* _EXTRACTED DATA_

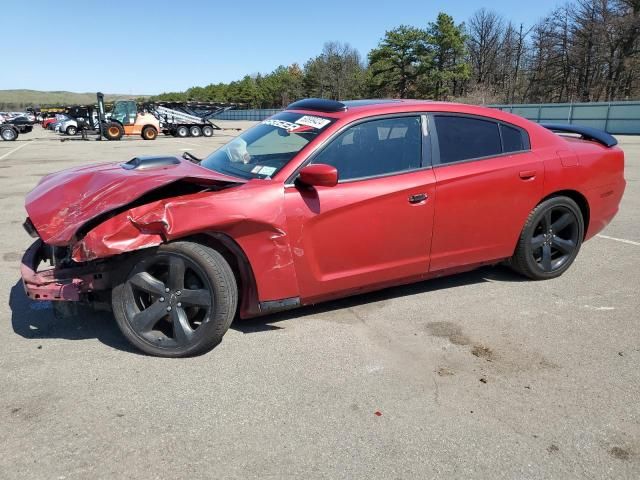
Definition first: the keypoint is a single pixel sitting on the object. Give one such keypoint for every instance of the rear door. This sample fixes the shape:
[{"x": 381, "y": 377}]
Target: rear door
[
  {"x": 374, "y": 226},
  {"x": 487, "y": 182}
]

* _PROBLEM_
Please copy the records above word for word, leaving out the pictures.

* _FULL SOLUTION_
Definition first: the keypoint is a single pixel sitting on the object. Give one such keypoint for every instance of the rear door. This sample fixes the shape:
[{"x": 381, "y": 377}]
Target: rear door
[
  {"x": 374, "y": 226},
  {"x": 487, "y": 182}
]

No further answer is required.